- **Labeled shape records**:

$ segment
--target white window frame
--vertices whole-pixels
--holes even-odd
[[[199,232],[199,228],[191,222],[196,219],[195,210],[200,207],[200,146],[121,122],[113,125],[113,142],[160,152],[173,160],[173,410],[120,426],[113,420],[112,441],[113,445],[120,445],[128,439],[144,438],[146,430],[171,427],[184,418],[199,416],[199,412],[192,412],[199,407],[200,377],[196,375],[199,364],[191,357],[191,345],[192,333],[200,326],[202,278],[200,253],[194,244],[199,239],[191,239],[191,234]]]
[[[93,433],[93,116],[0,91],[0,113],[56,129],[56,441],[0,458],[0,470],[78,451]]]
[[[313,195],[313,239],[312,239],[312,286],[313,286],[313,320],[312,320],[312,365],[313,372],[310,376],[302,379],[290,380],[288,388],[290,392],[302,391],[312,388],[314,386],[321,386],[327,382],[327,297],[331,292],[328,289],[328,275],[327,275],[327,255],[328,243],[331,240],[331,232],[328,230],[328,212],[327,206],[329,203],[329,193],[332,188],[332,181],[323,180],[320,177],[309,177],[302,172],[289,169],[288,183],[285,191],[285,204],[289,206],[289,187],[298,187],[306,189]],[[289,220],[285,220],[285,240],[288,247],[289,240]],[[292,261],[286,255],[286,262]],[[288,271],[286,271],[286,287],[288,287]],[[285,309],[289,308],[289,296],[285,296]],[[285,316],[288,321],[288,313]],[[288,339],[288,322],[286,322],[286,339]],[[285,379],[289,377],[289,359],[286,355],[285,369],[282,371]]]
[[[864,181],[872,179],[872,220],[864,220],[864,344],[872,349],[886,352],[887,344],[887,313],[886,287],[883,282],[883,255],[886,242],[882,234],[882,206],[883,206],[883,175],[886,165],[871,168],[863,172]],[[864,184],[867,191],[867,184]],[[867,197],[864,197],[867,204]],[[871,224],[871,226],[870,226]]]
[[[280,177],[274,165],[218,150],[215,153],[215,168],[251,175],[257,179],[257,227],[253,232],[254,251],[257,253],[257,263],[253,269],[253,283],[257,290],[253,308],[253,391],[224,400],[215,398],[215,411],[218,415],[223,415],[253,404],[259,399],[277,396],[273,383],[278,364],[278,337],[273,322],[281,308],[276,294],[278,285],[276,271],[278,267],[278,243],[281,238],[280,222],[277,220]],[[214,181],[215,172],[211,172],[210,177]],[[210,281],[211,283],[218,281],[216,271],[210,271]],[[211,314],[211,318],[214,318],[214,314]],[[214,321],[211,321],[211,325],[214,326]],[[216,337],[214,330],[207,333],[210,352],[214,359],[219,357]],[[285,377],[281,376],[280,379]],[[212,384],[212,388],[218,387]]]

...

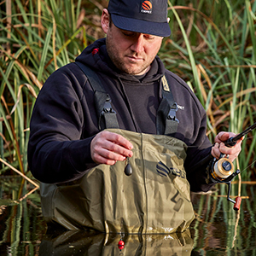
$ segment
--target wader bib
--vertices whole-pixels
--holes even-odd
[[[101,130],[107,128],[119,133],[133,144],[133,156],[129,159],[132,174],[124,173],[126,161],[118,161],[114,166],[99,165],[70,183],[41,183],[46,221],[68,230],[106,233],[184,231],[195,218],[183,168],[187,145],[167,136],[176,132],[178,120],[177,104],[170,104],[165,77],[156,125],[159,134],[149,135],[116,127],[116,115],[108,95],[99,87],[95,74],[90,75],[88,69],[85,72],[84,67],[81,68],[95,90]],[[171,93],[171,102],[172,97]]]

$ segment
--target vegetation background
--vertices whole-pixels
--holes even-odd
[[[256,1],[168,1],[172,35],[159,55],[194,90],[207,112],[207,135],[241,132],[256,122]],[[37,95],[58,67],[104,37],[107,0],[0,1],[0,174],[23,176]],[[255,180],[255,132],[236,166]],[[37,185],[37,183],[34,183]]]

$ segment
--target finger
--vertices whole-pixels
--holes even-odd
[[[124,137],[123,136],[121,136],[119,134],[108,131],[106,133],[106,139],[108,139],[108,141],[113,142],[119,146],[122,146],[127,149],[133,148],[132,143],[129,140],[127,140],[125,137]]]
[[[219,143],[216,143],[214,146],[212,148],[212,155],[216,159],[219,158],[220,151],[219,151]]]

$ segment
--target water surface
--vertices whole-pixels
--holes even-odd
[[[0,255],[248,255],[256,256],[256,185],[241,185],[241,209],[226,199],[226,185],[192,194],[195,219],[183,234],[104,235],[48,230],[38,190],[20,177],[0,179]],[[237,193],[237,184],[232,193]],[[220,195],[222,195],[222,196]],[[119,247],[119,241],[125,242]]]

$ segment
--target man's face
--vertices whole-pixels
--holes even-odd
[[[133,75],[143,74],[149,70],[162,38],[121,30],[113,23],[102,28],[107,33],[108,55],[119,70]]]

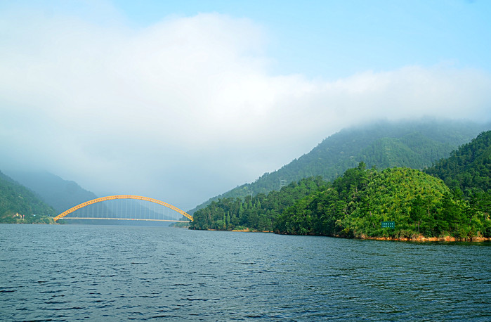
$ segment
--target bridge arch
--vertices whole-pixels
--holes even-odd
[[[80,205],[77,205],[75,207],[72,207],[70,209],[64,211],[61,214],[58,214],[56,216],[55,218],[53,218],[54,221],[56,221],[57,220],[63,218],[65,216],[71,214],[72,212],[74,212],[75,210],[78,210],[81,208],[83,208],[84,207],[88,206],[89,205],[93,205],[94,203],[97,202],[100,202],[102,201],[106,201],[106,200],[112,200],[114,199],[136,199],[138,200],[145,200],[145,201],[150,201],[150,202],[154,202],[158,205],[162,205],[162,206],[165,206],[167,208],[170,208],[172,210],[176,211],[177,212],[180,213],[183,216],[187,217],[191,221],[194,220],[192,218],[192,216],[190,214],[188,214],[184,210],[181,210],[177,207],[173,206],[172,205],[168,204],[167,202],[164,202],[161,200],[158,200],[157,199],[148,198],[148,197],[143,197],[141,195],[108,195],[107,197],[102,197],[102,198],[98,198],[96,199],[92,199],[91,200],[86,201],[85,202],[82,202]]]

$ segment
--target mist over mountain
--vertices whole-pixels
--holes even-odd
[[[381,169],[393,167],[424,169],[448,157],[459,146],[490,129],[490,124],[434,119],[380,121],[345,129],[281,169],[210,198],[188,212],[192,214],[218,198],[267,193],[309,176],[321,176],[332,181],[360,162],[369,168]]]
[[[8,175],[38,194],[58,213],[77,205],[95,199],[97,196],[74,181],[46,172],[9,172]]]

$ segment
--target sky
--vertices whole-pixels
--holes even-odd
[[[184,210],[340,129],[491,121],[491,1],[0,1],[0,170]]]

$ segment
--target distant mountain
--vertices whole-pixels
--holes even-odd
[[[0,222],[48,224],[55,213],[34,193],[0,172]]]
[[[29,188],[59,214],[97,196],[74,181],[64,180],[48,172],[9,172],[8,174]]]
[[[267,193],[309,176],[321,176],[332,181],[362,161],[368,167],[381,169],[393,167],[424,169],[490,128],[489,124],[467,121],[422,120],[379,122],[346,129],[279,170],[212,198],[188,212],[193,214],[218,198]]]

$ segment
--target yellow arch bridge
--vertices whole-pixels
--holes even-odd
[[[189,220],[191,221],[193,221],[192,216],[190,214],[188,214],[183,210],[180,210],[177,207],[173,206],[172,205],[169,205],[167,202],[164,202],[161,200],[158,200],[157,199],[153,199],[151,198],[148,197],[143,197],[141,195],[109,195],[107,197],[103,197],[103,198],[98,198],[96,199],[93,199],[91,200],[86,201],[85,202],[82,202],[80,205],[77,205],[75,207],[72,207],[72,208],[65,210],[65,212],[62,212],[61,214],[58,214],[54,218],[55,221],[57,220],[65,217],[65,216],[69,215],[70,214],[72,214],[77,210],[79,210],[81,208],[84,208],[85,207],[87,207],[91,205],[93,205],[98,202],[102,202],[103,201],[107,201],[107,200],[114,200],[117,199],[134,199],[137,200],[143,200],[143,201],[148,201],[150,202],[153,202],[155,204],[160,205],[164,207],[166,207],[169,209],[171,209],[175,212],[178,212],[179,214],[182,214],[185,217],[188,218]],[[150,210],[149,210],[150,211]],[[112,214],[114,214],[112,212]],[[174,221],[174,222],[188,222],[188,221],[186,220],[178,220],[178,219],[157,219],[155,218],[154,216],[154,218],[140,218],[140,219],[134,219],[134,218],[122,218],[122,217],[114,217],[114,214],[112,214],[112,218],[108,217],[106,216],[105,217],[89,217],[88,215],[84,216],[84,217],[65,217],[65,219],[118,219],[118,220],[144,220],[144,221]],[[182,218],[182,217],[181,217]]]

- **SET TASK**: Collect every line of the items above that contains the word "arch".

- **RESPONSE TO THE EXERCISE**:
--target bridge arch
--target yellow arch bridge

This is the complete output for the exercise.